* _Aim_
Return the listing below word for word.

* _Stored entries_
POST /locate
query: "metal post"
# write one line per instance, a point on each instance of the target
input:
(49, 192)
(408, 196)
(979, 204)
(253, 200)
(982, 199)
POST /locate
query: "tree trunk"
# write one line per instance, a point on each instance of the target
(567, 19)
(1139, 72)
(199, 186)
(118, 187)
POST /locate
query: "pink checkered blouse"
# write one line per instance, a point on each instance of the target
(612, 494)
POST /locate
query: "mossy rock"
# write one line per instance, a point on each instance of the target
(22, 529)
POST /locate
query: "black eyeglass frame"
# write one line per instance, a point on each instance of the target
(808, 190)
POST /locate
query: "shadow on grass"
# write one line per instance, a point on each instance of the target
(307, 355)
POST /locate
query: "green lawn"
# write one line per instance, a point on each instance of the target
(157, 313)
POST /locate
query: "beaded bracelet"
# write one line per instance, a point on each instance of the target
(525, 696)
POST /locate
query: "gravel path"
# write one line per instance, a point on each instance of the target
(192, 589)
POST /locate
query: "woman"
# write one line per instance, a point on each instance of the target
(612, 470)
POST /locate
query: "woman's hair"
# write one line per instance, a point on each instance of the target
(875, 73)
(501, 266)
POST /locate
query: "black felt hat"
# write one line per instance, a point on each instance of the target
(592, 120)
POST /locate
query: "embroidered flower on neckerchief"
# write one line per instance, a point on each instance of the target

* _Result for this task_
POST /locate
query: "metal post"
# write one line per instance, a point on each instance of the target
input:
(49, 192)
(408, 196)
(979, 204)
(253, 200)
(982, 199)
POST /locate
query: "tree trunk"
# write one line per instance, a point on each instance of the target
(567, 19)
(1139, 72)
(199, 186)
(118, 187)
POST /locate
query: "pink checkered blouse"
# write one line per instance, a point on each instance of the target
(612, 494)
POST /locate
query: "mossy rock"
# write one line per instance, a point on each instance of the target
(22, 529)
POST /locate
query: "black eyeglass frame"
# write one line per instance, a point on each instance of the target
(808, 190)
POST /locate
query: "shadow on grass"
# write one line per instance, a point on each instance of the target
(307, 355)
POST /locate
query: "green lawn"
# write one line per instance, a point on each instance of the target
(157, 313)
POST /locate
query: "beaded bracelet"
# write one line per instance, a point on each instance of the target
(525, 696)
POST /locate
query: "gravel path"
# write one line per instance, a point on each instance of the target
(192, 589)
POST /locate
query: "woman"
# write one line per instance, a point on each instance of the target
(612, 470)
POST /locate
query: "woman's hair"
# write one line per instance, a point on each instance of the target
(875, 73)
(501, 266)
POST /locate
query: "black felt hat"
# write one line per instance, a point on each instance of the target
(592, 120)
POST /locate
query: "embroidered flower on neckerchief"
# write one line per instance, a point on each instance of the target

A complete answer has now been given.